TASK: Your task is to print all of the data word for word.

EXTRACTED INFORMATION:
BEGIN
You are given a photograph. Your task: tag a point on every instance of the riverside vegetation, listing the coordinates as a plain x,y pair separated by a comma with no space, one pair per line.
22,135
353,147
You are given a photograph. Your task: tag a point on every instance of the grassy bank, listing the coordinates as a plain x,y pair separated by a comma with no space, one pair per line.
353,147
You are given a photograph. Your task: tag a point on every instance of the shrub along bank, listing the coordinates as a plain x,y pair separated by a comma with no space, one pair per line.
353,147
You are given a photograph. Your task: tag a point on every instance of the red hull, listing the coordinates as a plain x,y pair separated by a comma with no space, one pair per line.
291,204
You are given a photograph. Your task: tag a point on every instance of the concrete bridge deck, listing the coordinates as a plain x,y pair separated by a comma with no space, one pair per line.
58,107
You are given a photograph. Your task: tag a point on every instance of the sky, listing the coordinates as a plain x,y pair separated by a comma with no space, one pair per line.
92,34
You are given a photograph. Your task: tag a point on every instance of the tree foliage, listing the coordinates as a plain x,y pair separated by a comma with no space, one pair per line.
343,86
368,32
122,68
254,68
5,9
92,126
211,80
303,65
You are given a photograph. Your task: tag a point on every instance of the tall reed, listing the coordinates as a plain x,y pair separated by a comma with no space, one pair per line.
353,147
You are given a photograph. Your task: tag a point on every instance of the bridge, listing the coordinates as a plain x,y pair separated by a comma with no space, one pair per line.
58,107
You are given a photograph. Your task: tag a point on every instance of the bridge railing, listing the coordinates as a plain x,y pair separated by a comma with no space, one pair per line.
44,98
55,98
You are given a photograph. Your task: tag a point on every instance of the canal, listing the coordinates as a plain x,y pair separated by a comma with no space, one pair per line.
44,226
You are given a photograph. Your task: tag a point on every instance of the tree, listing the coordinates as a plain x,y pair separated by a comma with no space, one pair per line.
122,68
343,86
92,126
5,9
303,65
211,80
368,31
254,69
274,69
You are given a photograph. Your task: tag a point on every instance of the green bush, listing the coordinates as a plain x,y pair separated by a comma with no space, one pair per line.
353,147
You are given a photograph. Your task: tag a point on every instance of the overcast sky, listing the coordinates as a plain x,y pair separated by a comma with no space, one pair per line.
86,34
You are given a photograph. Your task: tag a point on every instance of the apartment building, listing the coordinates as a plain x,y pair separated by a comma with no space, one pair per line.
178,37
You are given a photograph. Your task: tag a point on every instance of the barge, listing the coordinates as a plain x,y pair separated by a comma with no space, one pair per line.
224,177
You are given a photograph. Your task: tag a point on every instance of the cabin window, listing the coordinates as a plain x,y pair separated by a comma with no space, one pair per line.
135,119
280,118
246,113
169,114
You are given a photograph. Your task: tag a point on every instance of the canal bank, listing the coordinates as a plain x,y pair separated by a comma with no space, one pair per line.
END
WRITTEN ANSWER:
You are given a photograph. Your task: tag a point on every instance of the riverside vegetation, listing the coordinates as a plain x,y pair separated by a comma with no space, one pair per line.
22,135
353,147
You are given a photograph. Your task: tag a point on every instance of the grassy bank, listing the coordinates as a plain x,y pair separated by a comma with no space, one pair per line.
353,147
You are given a photograph. Your task: tag a point on every instance of the shrub along bank, listing the coordinates as a plain x,y pair separated by a comma with no space, one pair per line.
353,147
You are given a photograph. Your task: tag a point on every instance of the red hull, listing the coordinates as a plain x,y pair separated by a comma with no space, one pair per line.
291,204
You are given a photograph. Your task: tag a point on every instance of the concrete bridge deck, listing the coordinates as a plain x,y pair separated by a comma with no space, one pair per line.
58,107
You are given a photograph. Your task: tag a point on every instance of the sky, listing the coordinates as a plain x,y pair separated by a comma with no space, one pair per line.
92,34
You are given a photograph. Your task: tag a point on every instance of the tree foliage, listing the coordinates as a plain x,y pair separated by a comma with no space, one pair per line.
343,86
368,32
122,68
254,68
5,9
92,126
211,80
303,65
You are given a photograph. Your task: tag a point on every instance of the tall reed, listing the coordinates as a plain x,y pair separated by a comma with no space, one pair per line.
353,147
You are given a photograph. Your task: tag a point on every instance of the bridge, listing the coordinates as a plain x,y pair separated by a comma with no space, one pair per line.
58,107
You are given a photograph. Your task: tag a point on every instance of the bridge railing, listing the coordinates as a plain x,y pair separated by a comma with no space, one pair per line.
44,98
55,98
You are given a photograph. Your task: tag a point on every instance of the canal, listing the coordinates as a plain x,y pair separated by a comma with no space, one pair per line.
44,226
You are given a photograph. Your task: tag a point on every instance of the tree, listing the coordinates as a plain x,y pair separated by a comma with no space, one pair per line.
122,68
343,86
92,126
5,9
303,65
211,80
368,31
254,69
274,69
You are given a photograph. Your task: tag a point on every instance of the green bush, listing the coordinates as a plain x,y pair separated by a comma with no space, one pair per line.
353,147
You are given a photograph. Your task: tag a point on every instance of the overcast sky, listing the coordinates as a plain x,y pair separated by a comma with no space, one pair per line.
86,34
You are given a photograph. Your task: tag a point on every instance of the apartment building, listing the coordinates as a plain x,y pair separated by a comma with no space, one pair per line.
178,37
You are given a photograph. Your task: tag a point on every instance of the barge, listing the coordinates as a plain x,y pair separated by a comma with no space, one pair per line.
224,177
You are given a photograph. Your task: tag a point on every instance of the cabin window, listing the coordinates as a plain x,y pair separated by a comma with no space, one pair per line.
135,119
280,118
246,113
169,114
You are given a photograph. Your task: tag a point on every instance of the canal bank, listing the coordinates as a plain x,y pair separated by a comma with no space, one pair per line.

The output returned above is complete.